Work required: Reproduce the records below, starting at the line that contains "floral patterned loveseat." and ending at the last line of the records, with the requests included. Shift every x and y coordinate in the answers by adding 104 to it.

Provided records:
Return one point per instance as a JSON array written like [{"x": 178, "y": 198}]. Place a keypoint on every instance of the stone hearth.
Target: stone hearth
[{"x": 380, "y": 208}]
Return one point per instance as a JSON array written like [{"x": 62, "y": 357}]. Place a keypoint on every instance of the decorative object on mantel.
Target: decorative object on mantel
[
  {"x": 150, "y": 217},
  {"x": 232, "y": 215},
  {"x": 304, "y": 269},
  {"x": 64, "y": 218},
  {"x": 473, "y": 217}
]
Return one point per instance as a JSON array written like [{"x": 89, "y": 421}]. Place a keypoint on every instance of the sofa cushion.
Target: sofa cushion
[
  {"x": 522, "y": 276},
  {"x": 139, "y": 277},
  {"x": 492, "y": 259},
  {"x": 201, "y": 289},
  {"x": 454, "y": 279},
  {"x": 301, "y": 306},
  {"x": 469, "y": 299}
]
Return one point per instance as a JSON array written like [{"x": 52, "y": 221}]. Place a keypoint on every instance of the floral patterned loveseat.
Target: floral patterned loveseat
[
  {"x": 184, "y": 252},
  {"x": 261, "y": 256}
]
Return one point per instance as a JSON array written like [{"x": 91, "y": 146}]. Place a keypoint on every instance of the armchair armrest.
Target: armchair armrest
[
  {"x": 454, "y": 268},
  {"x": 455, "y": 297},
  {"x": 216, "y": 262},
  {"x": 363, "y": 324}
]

The completed task:
Return one point per instance as a JSON array written like [{"x": 52, "y": 221}]. Place a keypoint on every instance of the floral patterned loveseat.
Target: floral patterned loveseat
[
  {"x": 288, "y": 356},
  {"x": 365, "y": 360}
]
Return one point per instance as a JSON array written like [{"x": 91, "y": 146}]. Place a keypoint on every instance of the armchair armrest.
Target: armchair armrest
[
  {"x": 558, "y": 372},
  {"x": 559, "y": 401},
  {"x": 320, "y": 366},
  {"x": 467, "y": 428}
]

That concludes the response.